• **WRITTEN PROBLEM**: Convert the lines below into a JSON list of strings, one string per line, leaving out any blank lines.

• **EXERCISE MATERIALS**:
══════════

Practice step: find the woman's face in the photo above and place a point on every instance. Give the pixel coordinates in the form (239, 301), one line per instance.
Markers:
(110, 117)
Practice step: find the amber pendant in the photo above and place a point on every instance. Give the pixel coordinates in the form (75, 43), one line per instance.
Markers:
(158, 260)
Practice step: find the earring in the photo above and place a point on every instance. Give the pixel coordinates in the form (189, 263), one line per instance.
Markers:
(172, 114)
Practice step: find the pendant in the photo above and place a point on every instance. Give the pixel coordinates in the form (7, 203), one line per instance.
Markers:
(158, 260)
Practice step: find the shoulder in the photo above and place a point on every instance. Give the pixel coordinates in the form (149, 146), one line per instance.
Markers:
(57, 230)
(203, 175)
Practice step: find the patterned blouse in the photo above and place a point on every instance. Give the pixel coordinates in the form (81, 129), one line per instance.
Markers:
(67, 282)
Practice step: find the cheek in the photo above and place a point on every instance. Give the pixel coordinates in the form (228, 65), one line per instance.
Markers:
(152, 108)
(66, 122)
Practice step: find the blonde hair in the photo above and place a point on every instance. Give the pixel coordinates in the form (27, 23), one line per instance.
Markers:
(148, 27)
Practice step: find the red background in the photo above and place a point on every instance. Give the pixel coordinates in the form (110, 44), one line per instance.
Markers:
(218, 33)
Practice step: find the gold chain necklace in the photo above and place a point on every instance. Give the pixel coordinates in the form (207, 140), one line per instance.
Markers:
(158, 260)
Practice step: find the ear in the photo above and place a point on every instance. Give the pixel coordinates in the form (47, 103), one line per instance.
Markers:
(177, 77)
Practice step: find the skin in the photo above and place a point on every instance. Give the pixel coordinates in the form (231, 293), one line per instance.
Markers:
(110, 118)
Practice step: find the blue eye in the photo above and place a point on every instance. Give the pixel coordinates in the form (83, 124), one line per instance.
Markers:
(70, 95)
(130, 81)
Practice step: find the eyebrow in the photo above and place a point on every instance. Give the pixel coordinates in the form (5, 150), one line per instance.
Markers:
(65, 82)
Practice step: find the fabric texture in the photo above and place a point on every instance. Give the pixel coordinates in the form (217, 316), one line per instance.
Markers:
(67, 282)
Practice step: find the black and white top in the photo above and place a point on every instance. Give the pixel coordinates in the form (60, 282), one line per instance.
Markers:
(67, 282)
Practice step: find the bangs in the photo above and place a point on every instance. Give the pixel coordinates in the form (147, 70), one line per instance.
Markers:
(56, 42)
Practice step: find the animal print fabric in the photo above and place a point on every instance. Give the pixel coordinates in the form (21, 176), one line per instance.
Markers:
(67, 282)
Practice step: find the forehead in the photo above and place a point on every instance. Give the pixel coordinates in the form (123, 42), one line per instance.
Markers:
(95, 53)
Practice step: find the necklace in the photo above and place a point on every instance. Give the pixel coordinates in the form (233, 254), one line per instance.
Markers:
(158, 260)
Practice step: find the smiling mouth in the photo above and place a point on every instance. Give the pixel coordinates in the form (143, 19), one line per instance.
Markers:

══════════

• **EXERCISE RESULT**:
[
  "Practice step: find the woman's face in the photo above and place a point on every instance. Give the pixel coordinates in the form (239, 301), one line per instance.",
  "Markers:",
  "(110, 117)",
  "Practice step: find the amber pendant in the photo above and place a point on every instance. Give the pixel coordinates in the form (75, 43), one line per instance.",
  "Markers:",
  "(158, 260)",
  "Practice step: find the earring in the photo above and place a point on every instance. Give the pixel coordinates in the form (189, 263), one line per instance.",
  "Markers:",
  "(172, 114)",
  "Practice step: find the pendant in the photo above and place a point on every instance. Give the pixel coordinates in the form (7, 203), one line per instance.",
  "Markers:",
  "(158, 260)",
  "Practice step: find the shoulder in the photo above and place a point on every instance. Give the pixel coordinates in the form (149, 146), one line per instance.",
  "Markers:",
  "(57, 230)",
  "(203, 175)",
  "Practice step: find the patterned blouse in the photo above and place a point on every instance. Give the pixel coordinates in the form (81, 129), one line per instance.",
  "Markers:",
  "(67, 282)",
  "Practice step: find the cheek in the photo above and place a point on every instance. Give the pixel coordinates in the form (228, 65), one line per instance.",
  "Markers:",
  "(152, 108)",
  "(66, 122)",
  "Practice step: find the blonde hair in the photo above and place a point on every instance. Give the pixel coordinates in the form (27, 23), one line per instance.",
  "Markers:",
  "(148, 27)",
  "Practice step: find the red background in the photo above and place a point on every instance. Give the pixel coordinates in the form (110, 44), one line per instance.",
  "Markers:",
  "(218, 33)",
  "Practice step: find the gold chain necklace in the photo above and place a point on every instance. Give the pixel coordinates in the form (207, 140), one line per instance.",
  "Markers:",
  "(158, 260)",
  "Practice step: find the ear in the photo above and place a point on every instance. Give the pixel coordinates in the form (47, 103), one line per instance.",
  "Markers:",
  "(177, 77)",
  "Practice step: find the skin in the photo above and place a point on every instance. Give the pixel coordinates in the form (231, 293), one line per instance.",
  "Markers:",
  "(110, 118)",
  "Practice step: find the blue eye in the photo above and place a point on every instance. Give the pixel coordinates in the form (83, 124), one line per instance.",
  "Markers:",
  "(70, 95)",
  "(130, 81)",
  "Practice step: find the eyebrow in the photo above and place a point on every instance. Give the pixel coordinates in the form (5, 150), one line per instance.",
  "Markers:",
  "(65, 82)",
  "Practice step: find the fabric texture in the photo above and place a point on every instance. Give the pixel coordinates in the form (217, 316), one line per instance.",
  "Markers:",
  "(67, 282)",
  "Practice step: find the black and white top in the photo above and place a point on every instance. Give the pixel coordinates in the form (60, 282), one line per instance.",
  "Markers:",
  "(67, 282)",
  "Practice step: find the bangs in the photo above and place a point on every instance. Give the pixel coordinates in the form (147, 70), one line per instance.",
  "Markers:",
  "(56, 42)",
  "Practice step: find the animal print fabric in the photo above and place a point on every instance. Give the pixel coordinates in the form (21, 176), one line per instance.",
  "Markers:",
  "(67, 282)",
  "Practice step: find the forehead in the photo above and place a point on every instance. Give the pixel coordinates in the form (123, 42), one line per instance.",
  "Markers:",
  "(95, 53)",
  "Practice step: find the necklace in the photo above and place a point on every instance. Give the pixel coordinates in the form (233, 254), one line per instance.",
  "Markers:",
  "(158, 260)",
  "Practice step: find the smiling mouth in the photo above and place a point on every instance. Give the pixel coordinates in the form (143, 19), one line per instance.",
  "Markers:"
]